### AIM
Find each line in the records below that contains the string "Target" and copy those lines.

### LISTING
╔══
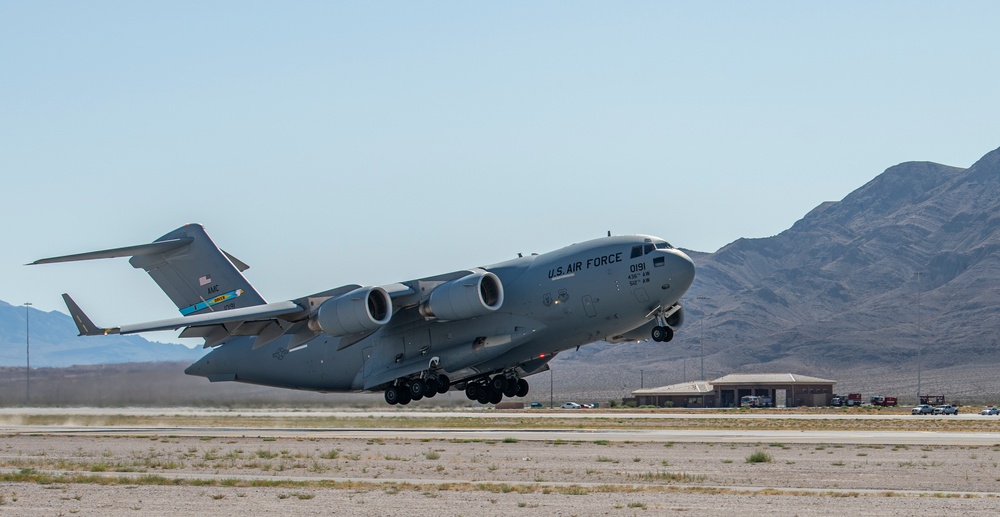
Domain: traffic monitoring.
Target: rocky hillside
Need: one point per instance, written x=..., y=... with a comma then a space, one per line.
╚══
╔══
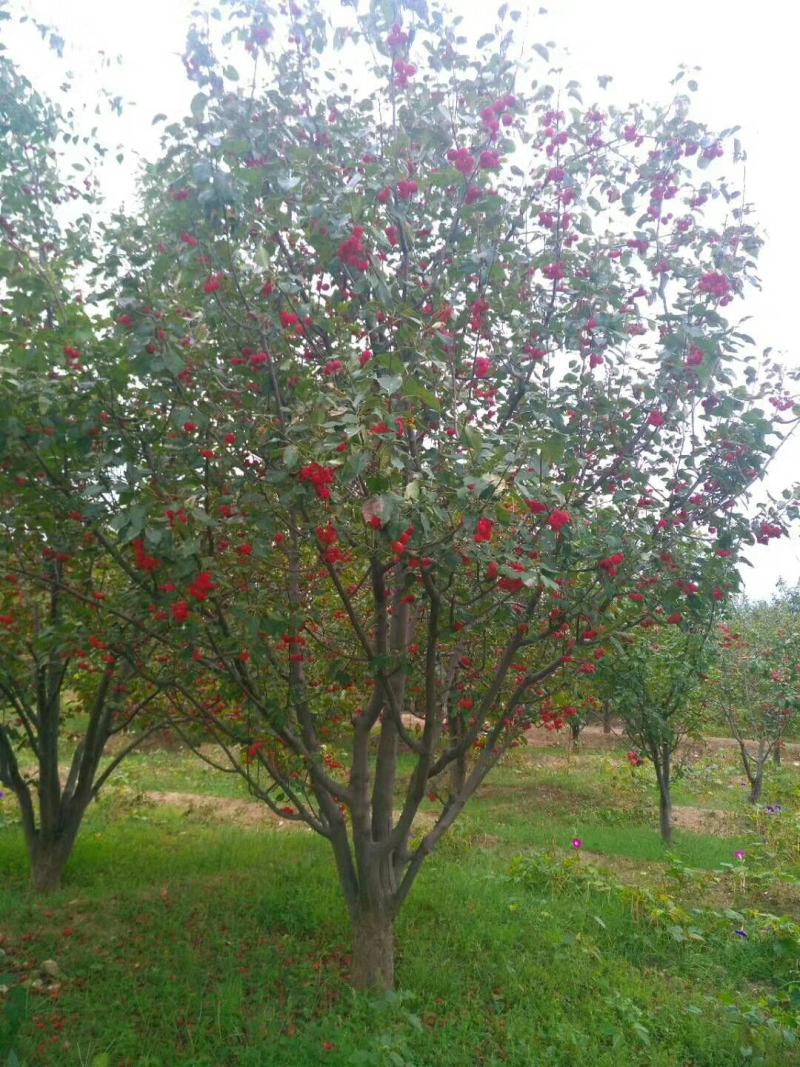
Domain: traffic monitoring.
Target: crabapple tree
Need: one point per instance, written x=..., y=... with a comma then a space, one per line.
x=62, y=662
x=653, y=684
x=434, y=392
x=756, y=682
╚══
### EXERCISE OUTPUT
Target: rocky hillside
Target: crabapple tree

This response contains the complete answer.